**Tasks to carry out:**
• 1. Retype the portion of the financial crisis commentary below that runs between "David Brooks is" and "crisis of confidence.", inclusive.
• 2. In the financial crisis commentary below, what did the Congressional Oversight Panel write its report to evaluate?

David Brooks is a reliable barometer of the opinions and beliefs of the Washington establishment (and I don’t mean that as an insult.) The figure he cuts is a rather odd combination of an amateur (but insightful) anthropologist and a insider protecting the system. All of this makes it significant to note that David Brooks has on several occasions stated that the root of this financial crisis is a “loss of confidence.” He has stated this in several of his columns, including his one immediately following the September 15 freefall:
At its base, the turmoil wracking the world financial markets is a crisis of confidence.
Many of Geithner’s critics have said that he is treating the financial crisis primarily as a liquidity crisis – which is defined as “a ‘general feeling of mistrust in the banking system’ conducting to a temporary disappearance of credit.” This is a common form that a crisis of confidence in the financial system takes.
The Congressional Oversight Panel in their report [pdf] written to evaluate the TARP bailouts, for example, described what they saw as one of Geithner’s asusmptions :
One key assumption that underlies Treasury’s approach is its belief that the system-wide deleveraging resulting from the decline in asset values, leading to an accompanying drop in net wealth across the country, is in large part the product of temporary liquidity constraints resulting from nonfunctioning markets for troubled assets. The debate turns on whether current prices, particularly for mortgage-related assets, reflect fundamental values or whether prices are artificially depressed by a liquidity discount due to frozen markets – or some combination of the two.

Extracted data entries:
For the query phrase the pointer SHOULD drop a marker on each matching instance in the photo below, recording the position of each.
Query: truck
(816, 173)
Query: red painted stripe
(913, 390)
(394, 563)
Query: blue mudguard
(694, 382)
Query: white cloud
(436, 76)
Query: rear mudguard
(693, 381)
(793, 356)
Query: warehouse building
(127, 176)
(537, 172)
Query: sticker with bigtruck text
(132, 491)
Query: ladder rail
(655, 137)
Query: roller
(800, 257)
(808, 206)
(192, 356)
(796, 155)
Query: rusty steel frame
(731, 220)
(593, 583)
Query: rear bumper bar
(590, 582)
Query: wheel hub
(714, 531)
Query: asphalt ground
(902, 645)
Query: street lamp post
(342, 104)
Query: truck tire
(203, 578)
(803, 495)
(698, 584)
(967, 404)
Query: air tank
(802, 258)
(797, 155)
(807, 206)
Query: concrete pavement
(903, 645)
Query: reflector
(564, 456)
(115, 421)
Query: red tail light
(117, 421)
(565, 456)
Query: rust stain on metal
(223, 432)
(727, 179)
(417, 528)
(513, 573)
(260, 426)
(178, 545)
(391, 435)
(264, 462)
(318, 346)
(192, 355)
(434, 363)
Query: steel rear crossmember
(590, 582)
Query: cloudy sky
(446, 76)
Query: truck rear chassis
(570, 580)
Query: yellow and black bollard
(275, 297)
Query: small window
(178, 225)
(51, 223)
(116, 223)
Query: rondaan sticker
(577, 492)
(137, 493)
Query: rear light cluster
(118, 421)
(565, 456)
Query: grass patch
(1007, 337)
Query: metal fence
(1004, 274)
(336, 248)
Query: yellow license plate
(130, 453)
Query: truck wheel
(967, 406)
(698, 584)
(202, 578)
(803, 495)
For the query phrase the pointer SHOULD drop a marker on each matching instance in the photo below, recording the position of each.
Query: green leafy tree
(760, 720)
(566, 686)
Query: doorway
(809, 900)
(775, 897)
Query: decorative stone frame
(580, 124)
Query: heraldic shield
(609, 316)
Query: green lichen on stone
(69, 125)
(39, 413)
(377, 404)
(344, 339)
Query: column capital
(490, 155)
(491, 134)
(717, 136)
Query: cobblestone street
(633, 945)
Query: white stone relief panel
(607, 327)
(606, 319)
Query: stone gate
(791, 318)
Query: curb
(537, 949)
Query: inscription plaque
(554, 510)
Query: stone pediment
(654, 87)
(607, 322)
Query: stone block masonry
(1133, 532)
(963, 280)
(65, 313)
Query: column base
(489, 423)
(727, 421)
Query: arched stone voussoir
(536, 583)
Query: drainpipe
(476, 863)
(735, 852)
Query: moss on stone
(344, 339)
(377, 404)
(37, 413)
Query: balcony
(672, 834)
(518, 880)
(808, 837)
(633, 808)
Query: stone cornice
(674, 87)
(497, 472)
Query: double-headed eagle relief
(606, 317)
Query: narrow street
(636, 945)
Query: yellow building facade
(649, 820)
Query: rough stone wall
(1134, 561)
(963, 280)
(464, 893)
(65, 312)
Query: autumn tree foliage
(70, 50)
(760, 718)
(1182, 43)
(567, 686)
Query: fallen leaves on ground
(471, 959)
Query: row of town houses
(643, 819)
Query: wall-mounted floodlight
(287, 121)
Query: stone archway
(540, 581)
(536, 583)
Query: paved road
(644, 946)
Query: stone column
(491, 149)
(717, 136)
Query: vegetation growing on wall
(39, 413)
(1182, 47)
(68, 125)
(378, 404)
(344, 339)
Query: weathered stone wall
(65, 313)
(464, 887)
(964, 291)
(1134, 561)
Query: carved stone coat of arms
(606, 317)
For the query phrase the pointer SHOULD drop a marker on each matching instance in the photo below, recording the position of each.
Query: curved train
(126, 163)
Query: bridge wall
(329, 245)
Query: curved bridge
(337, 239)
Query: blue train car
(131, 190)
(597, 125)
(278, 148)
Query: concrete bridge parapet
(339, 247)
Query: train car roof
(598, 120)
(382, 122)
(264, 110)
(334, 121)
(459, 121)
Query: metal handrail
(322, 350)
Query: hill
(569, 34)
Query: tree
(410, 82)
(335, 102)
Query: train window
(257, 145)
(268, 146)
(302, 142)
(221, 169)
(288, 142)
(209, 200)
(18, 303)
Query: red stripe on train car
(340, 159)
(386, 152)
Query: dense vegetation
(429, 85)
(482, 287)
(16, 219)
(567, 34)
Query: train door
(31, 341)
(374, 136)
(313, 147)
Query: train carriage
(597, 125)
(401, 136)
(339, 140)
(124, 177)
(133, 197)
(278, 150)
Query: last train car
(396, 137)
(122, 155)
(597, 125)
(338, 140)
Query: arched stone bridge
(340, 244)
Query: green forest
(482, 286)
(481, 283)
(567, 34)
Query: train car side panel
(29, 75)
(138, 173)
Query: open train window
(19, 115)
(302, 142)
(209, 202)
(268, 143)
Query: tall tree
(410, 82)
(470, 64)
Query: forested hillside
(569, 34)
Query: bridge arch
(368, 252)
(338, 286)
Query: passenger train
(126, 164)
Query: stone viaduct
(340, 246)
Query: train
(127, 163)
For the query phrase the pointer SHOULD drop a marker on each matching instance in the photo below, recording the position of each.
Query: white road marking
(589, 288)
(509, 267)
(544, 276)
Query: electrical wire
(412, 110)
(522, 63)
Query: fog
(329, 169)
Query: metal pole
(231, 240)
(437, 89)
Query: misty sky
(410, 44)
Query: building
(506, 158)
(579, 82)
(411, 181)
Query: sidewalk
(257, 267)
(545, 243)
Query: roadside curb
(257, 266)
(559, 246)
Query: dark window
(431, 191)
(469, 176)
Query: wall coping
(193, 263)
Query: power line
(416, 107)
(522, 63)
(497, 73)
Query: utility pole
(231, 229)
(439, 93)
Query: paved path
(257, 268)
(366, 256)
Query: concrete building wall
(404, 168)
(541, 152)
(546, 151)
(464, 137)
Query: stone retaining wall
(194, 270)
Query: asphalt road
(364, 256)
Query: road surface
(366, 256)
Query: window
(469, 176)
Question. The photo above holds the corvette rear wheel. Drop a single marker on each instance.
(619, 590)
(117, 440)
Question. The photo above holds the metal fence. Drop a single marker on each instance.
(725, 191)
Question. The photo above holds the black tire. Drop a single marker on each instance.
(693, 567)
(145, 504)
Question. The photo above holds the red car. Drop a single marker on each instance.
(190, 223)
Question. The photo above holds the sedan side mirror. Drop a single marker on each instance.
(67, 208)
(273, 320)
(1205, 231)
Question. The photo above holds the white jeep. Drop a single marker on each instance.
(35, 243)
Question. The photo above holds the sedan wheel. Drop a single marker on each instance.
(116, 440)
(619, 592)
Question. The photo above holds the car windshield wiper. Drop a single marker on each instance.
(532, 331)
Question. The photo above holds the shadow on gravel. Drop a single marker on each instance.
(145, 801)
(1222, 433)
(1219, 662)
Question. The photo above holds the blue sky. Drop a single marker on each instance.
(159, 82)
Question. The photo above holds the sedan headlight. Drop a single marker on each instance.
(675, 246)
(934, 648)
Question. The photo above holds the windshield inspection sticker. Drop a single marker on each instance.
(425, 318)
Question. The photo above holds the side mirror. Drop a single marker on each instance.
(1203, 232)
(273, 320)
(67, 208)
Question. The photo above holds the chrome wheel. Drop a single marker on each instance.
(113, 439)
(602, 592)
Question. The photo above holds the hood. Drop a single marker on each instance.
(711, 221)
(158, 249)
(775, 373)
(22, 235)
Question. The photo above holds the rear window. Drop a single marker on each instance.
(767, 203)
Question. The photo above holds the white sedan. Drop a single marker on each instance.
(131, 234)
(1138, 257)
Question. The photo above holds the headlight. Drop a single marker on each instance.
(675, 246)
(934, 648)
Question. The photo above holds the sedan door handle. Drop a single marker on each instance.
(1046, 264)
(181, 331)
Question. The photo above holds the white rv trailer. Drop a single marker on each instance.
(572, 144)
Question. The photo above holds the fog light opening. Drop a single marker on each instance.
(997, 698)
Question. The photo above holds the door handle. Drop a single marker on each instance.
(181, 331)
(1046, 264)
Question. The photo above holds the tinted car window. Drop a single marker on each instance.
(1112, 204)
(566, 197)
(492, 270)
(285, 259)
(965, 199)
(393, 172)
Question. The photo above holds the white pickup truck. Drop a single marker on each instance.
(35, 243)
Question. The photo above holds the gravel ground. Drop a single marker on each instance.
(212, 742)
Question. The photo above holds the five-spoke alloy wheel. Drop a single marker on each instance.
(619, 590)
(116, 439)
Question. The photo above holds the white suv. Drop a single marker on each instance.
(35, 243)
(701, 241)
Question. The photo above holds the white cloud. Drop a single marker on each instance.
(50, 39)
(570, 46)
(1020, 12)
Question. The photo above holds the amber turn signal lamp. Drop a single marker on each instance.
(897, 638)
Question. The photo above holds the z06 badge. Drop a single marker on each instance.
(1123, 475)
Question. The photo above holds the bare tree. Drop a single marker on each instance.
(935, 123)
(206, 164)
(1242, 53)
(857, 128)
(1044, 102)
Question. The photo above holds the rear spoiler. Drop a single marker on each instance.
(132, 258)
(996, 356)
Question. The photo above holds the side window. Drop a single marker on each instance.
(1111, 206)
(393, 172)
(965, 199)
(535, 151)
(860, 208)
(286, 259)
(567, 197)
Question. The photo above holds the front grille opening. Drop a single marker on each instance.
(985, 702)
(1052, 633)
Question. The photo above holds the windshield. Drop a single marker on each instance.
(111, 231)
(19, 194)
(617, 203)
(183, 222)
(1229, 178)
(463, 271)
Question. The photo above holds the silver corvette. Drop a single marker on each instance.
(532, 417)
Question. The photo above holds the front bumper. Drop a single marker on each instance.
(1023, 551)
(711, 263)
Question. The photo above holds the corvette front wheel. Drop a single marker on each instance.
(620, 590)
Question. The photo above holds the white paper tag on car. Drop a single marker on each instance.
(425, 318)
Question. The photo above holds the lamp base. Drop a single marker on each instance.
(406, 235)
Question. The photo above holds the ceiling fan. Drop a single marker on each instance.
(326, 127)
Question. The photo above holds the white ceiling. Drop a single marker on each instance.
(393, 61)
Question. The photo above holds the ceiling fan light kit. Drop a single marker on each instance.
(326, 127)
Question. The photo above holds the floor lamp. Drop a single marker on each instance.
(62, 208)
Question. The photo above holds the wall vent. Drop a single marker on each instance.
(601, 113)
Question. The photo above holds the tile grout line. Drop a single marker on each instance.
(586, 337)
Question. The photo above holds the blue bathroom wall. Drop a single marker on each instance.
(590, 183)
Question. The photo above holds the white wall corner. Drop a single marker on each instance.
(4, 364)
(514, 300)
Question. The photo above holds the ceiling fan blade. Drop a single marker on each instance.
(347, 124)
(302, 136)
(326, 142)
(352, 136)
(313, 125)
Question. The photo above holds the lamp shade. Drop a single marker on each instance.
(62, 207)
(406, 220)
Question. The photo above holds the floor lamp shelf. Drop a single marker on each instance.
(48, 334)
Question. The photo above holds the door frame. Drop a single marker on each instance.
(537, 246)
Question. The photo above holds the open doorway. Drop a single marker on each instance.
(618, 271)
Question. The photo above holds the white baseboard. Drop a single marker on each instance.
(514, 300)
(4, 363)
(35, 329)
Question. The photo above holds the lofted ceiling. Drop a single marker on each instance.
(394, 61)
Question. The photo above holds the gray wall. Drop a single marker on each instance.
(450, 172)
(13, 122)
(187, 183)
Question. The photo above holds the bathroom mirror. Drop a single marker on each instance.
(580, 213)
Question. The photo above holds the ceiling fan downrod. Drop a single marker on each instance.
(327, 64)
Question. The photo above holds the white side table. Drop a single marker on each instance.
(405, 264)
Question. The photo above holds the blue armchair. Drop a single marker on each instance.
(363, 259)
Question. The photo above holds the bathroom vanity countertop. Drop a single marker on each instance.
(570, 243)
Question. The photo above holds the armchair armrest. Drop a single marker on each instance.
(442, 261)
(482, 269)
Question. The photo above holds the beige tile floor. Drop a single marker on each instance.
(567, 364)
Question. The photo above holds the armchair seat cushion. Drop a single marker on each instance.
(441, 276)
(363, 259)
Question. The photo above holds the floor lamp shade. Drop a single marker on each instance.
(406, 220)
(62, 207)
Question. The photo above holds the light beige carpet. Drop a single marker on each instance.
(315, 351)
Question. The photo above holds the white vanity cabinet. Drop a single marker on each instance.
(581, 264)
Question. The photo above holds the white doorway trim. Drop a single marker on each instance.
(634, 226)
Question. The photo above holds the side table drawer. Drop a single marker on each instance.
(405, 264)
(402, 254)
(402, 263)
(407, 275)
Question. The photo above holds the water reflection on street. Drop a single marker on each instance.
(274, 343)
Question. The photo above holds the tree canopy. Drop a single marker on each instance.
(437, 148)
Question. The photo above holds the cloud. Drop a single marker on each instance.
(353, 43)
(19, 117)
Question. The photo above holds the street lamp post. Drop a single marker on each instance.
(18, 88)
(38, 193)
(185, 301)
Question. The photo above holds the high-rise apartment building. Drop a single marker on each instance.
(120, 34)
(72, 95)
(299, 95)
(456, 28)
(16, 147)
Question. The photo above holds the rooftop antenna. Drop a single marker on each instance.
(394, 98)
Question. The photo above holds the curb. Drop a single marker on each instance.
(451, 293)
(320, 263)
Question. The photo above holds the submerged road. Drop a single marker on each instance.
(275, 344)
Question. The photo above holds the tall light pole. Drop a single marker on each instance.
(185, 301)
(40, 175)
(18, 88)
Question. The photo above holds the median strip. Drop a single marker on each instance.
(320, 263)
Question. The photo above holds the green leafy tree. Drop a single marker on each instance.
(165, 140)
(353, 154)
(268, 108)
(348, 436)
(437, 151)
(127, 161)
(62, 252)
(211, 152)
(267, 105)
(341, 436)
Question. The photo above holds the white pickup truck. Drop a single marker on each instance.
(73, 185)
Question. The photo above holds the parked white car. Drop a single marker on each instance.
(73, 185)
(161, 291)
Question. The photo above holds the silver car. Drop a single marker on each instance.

**Answers below:**
• 1.
David Brooks is a reliable barometer of the opinions and beliefs of the Washington establishment (and I don’t mean that as an insult.) The figure he cuts is a rather odd combination of an amateur (but insightful) anthropologist and a insider protecting the system. All of this makes it significant to note that David Brooks has on several occasions stated that the root of this financial crisis is a “loss of confidence.” He has stated this in several of his columns, including his one immediately following the September 15 freefall:
At its base, the turmoil wracking the world financial markets is a crisis of confidence.

• 2. The TARP bailouts.